> Exercise: All lines in the data below carrying the string "coat" are to be located and copied.

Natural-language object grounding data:
=-=-=
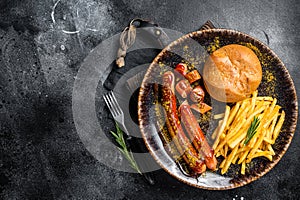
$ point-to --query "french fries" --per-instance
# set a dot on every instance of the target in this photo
(233, 130)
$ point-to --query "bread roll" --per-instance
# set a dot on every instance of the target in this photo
(232, 73)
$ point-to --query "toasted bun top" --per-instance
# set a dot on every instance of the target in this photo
(232, 73)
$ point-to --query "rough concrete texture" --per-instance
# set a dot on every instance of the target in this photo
(42, 156)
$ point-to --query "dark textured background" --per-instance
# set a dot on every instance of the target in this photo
(42, 156)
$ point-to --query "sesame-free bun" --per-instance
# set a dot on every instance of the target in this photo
(232, 73)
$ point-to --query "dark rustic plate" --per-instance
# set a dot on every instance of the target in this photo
(194, 48)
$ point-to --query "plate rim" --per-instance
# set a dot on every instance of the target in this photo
(290, 131)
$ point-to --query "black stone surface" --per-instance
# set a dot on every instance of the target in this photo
(41, 154)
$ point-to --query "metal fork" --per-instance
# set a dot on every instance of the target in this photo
(118, 115)
(116, 111)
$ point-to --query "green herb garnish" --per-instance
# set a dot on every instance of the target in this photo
(123, 148)
(252, 129)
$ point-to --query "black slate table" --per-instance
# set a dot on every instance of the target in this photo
(43, 44)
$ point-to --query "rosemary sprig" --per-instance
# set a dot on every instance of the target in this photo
(119, 137)
(252, 129)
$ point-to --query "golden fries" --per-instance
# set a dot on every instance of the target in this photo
(238, 139)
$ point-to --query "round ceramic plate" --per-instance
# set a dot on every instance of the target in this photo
(194, 48)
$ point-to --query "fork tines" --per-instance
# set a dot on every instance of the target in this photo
(112, 104)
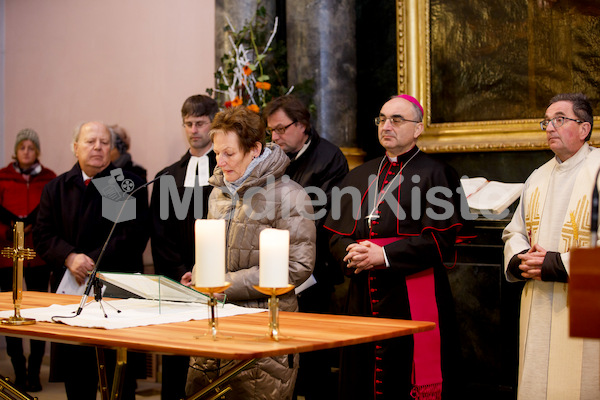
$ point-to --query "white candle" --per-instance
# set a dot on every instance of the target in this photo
(274, 258)
(209, 270)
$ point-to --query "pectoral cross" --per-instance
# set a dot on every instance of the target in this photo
(18, 253)
(370, 219)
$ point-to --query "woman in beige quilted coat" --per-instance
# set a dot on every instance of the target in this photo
(251, 193)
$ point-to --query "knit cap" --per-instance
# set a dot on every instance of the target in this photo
(27, 134)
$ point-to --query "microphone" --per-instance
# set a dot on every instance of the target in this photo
(92, 277)
(594, 225)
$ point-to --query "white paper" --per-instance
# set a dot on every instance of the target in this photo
(69, 285)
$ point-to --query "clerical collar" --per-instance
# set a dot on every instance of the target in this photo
(197, 166)
(575, 159)
(404, 156)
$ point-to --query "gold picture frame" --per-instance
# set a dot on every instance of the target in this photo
(414, 78)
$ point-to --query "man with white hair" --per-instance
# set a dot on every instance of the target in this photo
(69, 235)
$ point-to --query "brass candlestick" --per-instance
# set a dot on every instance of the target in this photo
(274, 307)
(18, 253)
(212, 306)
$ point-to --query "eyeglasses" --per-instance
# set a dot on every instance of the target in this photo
(557, 122)
(197, 124)
(279, 130)
(395, 120)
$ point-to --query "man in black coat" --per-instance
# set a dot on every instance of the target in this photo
(70, 232)
(173, 218)
(317, 165)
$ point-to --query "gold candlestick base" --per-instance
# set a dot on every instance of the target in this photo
(274, 308)
(212, 308)
(18, 253)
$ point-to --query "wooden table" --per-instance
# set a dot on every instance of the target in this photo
(301, 332)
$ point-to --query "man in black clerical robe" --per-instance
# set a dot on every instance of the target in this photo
(409, 217)
(178, 199)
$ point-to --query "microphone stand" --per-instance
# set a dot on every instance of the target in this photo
(594, 222)
(93, 279)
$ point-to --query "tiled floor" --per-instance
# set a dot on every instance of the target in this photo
(147, 390)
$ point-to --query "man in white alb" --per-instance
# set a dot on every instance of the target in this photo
(553, 217)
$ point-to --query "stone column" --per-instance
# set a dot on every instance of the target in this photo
(239, 13)
(321, 45)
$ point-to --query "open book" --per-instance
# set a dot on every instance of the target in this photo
(150, 287)
(490, 196)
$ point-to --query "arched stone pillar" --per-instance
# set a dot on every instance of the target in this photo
(321, 46)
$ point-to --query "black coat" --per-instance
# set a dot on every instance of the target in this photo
(70, 220)
(172, 238)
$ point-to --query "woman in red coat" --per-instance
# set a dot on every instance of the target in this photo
(21, 184)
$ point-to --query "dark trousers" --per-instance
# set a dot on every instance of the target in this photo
(77, 367)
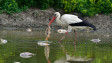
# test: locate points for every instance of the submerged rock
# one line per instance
(26, 54)
(42, 43)
(61, 31)
(3, 41)
(95, 40)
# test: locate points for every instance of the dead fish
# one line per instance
(3, 41)
(26, 54)
(95, 40)
(61, 31)
(42, 43)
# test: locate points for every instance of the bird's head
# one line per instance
(54, 17)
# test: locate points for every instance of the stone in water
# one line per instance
(42, 43)
(3, 41)
(61, 31)
(26, 55)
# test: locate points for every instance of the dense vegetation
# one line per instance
(85, 7)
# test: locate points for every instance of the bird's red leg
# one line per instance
(75, 37)
(63, 36)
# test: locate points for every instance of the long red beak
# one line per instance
(52, 20)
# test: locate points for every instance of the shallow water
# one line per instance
(85, 51)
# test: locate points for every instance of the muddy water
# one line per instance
(85, 51)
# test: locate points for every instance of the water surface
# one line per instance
(85, 51)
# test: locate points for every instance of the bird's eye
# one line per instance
(54, 14)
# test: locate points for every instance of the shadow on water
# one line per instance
(85, 51)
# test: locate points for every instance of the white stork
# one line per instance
(70, 21)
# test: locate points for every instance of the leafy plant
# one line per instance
(10, 6)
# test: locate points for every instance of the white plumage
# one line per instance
(70, 21)
(66, 19)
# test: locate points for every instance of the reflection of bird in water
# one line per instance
(3, 41)
(26, 55)
(46, 52)
(70, 21)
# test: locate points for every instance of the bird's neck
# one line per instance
(58, 18)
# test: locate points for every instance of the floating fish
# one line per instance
(61, 31)
(95, 40)
(26, 54)
(28, 30)
(3, 41)
(42, 43)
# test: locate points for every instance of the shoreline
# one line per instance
(36, 18)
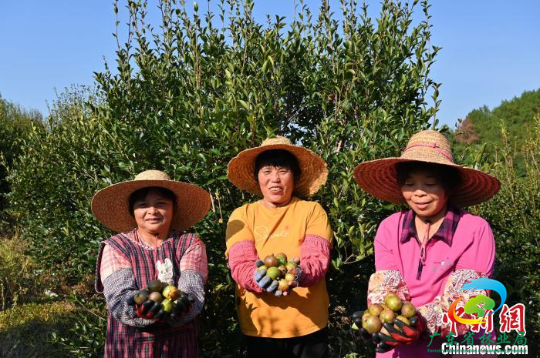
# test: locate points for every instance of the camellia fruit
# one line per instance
(283, 285)
(404, 319)
(155, 296)
(167, 305)
(375, 309)
(372, 324)
(387, 316)
(270, 261)
(155, 286)
(291, 266)
(408, 310)
(171, 292)
(289, 277)
(394, 303)
(273, 272)
(141, 296)
(282, 258)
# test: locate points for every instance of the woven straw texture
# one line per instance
(378, 177)
(111, 205)
(312, 167)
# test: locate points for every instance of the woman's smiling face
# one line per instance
(425, 194)
(153, 213)
(276, 184)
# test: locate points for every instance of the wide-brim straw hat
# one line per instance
(313, 170)
(111, 204)
(379, 178)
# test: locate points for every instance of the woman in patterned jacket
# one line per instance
(427, 253)
(149, 214)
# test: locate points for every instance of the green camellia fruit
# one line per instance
(394, 303)
(155, 286)
(141, 296)
(167, 305)
(387, 316)
(283, 285)
(375, 309)
(273, 272)
(291, 266)
(155, 296)
(372, 324)
(408, 310)
(270, 261)
(282, 259)
(171, 292)
(404, 319)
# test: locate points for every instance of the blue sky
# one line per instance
(490, 48)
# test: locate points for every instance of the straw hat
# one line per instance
(111, 205)
(312, 167)
(378, 177)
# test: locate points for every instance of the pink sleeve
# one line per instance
(195, 259)
(111, 261)
(242, 257)
(383, 282)
(314, 259)
(435, 311)
(480, 256)
(384, 254)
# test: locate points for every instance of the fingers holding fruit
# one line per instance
(277, 275)
(392, 323)
(158, 301)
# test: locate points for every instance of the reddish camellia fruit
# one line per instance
(408, 310)
(282, 259)
(387, 316)
(270, 261)
(394, 303)
(283, 285)
(155, 286)
(141, 296)
(291, 266)
(375, 309)
(404, 319)
(155, 296)
(171, 292)
(273, 273)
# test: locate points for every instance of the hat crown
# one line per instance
(276, 140)
(152, 175)
(429, 145)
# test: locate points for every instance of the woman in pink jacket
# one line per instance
(428, 252)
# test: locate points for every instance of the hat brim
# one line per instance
(378, 178)
(313, 169)
(111, 205)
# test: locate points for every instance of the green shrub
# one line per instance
(514, 215)
(22, 280)
(189, 97)
(15, 123)
(26, 331)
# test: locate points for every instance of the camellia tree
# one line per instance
(191, 92)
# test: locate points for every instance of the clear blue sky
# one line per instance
(491, 48)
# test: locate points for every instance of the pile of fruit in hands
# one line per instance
(278, 275)
(159, 301)
(390, 324)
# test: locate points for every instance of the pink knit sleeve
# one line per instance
(242, 257)
(314, 259)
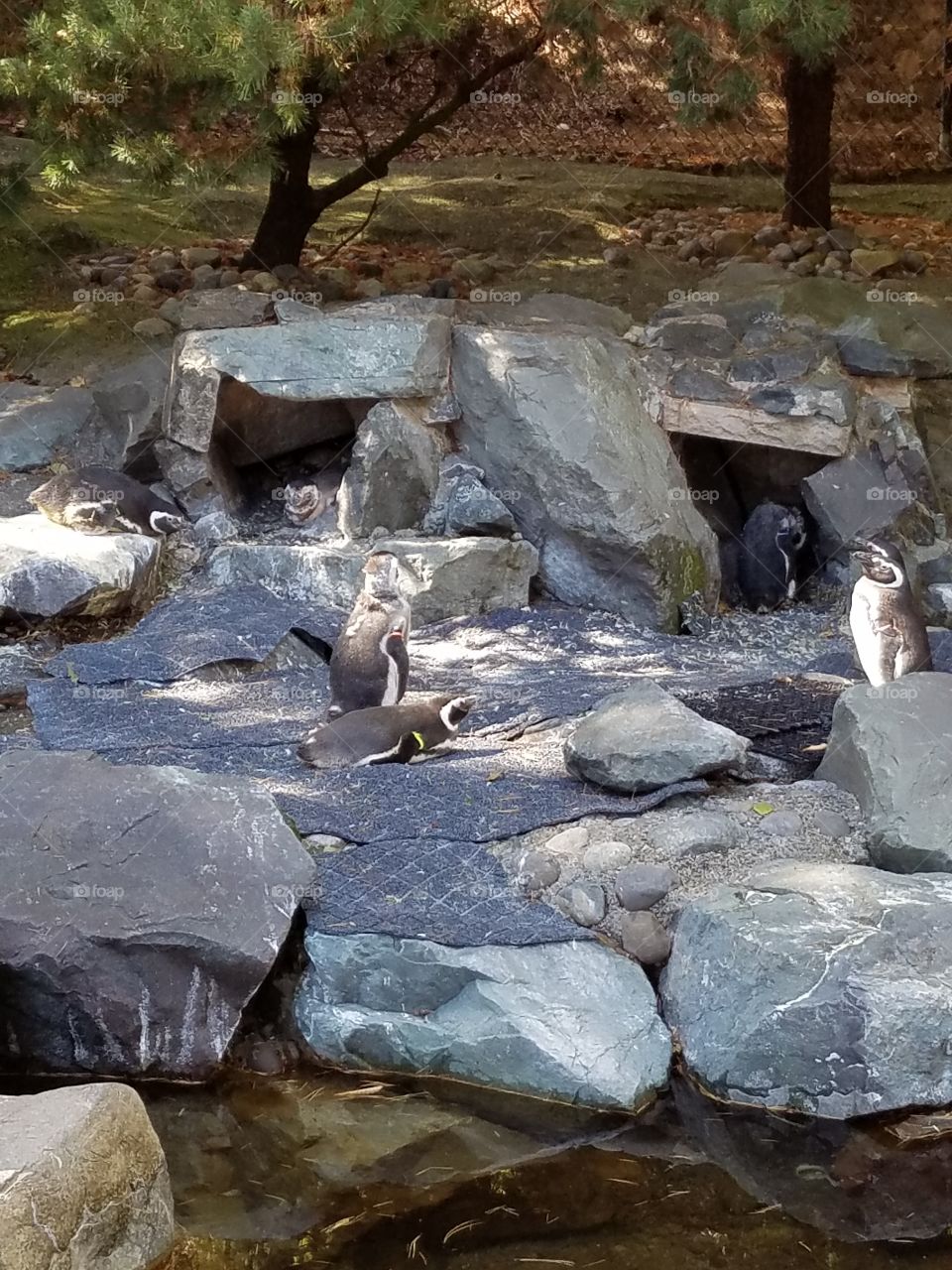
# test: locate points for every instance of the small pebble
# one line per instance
(644, 885)
(645, 939)
(607, 856)
(782, 825)
(569, 842)
(832, 824)
(584, 902)
(537, 871)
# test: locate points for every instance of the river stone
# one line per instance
(644, 885)
(693, 833)
(555, 413)
(81, 1173)
(819, 988)
(892, 748)
(644, 738)
(645, 939)
(230, 307)
(780, 825)
(393, 475)
(36, 425)
(583, 901)
(572, 1023)
(119, 948)
(48, 571)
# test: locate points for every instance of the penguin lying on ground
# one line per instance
(102, 500)
(370, 665)
(385, 734)
(888, 626)
(767, 566)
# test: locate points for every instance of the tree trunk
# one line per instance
(946, 119)
(809, 91)
(290, 212)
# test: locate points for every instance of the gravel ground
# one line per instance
(706, 841)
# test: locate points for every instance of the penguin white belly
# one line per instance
(862, 625)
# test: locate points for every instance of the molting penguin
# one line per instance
(889, 629)
(385, 734)
(370, 665)
(102, 500)
(770, 544)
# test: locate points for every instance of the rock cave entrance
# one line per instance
(729, 479)
(262, 444)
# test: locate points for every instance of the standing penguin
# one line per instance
(889, 629)
(370, 665)
(384, 734)
(770, 544)
(102, 500)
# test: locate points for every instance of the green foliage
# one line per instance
(199, 87)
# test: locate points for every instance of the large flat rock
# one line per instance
(892, 747)
(119, 945)
(817, 988)
(48, 571)
(555, 420)
(566, 1021)
(82, 1182)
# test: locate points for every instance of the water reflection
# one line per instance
(273, 1174)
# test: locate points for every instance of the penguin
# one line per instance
(384, 734)
(102, 500)
(370, 665)
(770, 544)
(307, 498)
(888, 626)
=-=-=
> Task result:
$ point-to --query "woman in beige quilted coat" --per-instance
$ point-to --query "man in black coat" --per-instance
$ point-to --query "black coat" --per-instance
$ point-to --query "woman in red coat" --per-instance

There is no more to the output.